REQUIREMENTS:
Which lines in the records contain the string "woman"? Return every one of them, treating uppercase and lowercase as different.

SOURCE RECORDS:
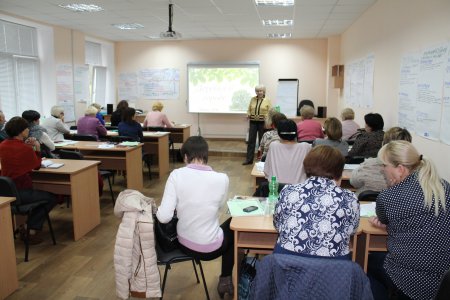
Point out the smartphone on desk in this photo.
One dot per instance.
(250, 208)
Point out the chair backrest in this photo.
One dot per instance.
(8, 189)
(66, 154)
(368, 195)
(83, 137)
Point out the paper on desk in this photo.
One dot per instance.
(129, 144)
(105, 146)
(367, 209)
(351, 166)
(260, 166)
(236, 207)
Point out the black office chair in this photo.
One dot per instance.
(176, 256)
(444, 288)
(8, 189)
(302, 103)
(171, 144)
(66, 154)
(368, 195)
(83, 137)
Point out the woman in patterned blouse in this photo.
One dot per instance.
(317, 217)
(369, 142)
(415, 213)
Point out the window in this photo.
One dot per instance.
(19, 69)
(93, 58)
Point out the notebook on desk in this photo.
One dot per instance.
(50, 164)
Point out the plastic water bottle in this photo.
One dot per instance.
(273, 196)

---

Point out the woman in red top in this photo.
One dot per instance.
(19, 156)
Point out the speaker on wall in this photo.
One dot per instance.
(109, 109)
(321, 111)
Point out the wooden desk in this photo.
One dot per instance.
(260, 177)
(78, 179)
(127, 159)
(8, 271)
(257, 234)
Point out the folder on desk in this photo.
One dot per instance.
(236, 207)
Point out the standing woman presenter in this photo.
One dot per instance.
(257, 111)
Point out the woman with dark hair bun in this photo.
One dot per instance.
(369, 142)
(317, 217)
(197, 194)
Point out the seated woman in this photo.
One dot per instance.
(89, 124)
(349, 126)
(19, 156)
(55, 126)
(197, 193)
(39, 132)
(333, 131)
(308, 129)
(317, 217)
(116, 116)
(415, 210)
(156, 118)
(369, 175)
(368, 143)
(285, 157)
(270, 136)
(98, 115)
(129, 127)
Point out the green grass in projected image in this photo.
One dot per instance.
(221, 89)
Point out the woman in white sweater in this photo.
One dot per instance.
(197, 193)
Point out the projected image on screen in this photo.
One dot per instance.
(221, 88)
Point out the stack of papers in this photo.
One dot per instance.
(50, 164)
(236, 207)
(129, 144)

WORKED ANSWER:
Point out the woman in patterned blouse in this photo.
Point out the woman in red top in this photo.
Point out the standing woman presenter in this photo.
Point out the woman with dark hair bun in this photo.
Point out the seated woman in this photo.
Point out the woman in white sweater in this photo.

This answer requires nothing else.